— BEGIN —
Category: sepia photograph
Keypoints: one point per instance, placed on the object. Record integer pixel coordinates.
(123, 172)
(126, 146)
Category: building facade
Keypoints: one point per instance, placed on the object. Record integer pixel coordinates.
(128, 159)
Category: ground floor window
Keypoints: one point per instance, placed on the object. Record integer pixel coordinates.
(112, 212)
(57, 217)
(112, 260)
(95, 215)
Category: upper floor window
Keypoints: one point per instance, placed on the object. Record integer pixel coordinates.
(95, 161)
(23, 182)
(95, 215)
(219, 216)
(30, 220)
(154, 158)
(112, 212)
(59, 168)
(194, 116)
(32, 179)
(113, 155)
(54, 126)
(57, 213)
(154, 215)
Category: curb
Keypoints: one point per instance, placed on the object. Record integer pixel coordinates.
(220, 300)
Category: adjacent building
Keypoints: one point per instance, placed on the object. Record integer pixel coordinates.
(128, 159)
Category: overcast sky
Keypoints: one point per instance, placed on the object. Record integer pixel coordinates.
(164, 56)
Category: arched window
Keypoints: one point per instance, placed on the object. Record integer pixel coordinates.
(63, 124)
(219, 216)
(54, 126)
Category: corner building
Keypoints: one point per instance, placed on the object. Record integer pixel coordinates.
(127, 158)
— END —
— BEGIN —
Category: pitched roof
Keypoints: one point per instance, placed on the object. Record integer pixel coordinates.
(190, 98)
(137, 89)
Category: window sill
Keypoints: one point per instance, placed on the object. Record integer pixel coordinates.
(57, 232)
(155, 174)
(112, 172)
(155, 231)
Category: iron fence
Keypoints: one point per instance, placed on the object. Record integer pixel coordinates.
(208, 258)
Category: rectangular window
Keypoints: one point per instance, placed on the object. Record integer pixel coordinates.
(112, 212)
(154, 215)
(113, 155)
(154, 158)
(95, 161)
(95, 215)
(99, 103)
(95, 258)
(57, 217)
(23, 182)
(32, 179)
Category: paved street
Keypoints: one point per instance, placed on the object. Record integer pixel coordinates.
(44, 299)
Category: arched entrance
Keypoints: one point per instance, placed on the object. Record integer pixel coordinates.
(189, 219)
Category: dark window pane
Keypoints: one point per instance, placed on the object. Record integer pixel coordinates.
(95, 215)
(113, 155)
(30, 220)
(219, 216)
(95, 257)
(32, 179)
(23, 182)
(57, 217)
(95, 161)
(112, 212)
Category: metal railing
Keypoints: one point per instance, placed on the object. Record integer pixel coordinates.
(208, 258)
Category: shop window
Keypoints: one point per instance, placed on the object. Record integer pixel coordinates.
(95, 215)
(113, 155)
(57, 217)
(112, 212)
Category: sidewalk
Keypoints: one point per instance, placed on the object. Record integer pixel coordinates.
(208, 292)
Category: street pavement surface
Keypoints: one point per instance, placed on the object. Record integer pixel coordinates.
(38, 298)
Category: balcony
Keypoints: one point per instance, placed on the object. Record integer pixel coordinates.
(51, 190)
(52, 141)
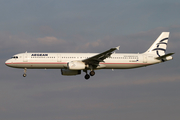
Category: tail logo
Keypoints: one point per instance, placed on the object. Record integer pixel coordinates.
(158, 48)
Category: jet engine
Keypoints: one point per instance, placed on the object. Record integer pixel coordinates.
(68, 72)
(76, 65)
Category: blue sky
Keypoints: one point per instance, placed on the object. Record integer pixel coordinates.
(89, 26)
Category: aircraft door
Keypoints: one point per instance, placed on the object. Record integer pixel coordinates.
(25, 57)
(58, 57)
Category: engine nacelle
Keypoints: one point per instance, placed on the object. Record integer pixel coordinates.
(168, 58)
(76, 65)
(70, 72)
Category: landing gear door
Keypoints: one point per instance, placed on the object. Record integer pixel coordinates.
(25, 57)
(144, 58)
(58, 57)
— END —
— BEGIN —
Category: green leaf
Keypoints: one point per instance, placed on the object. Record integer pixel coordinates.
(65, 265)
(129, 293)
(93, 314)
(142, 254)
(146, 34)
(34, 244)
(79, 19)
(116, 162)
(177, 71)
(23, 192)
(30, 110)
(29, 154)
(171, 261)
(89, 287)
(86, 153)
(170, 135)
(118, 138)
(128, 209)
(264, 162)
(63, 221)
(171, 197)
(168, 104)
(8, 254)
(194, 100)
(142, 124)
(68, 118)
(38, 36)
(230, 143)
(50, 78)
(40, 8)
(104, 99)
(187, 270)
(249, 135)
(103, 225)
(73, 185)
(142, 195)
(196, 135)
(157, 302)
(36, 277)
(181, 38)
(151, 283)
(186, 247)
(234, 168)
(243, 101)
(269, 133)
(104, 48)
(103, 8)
— END —
■ **SHORT PROBLEM**:
Which lines in the records contain the string "engine"? Pull out each one and copy it, matching case exactly.

■ **REPLY TO THE EXERCISE**:
Category: jet engine
Category: engine nacelle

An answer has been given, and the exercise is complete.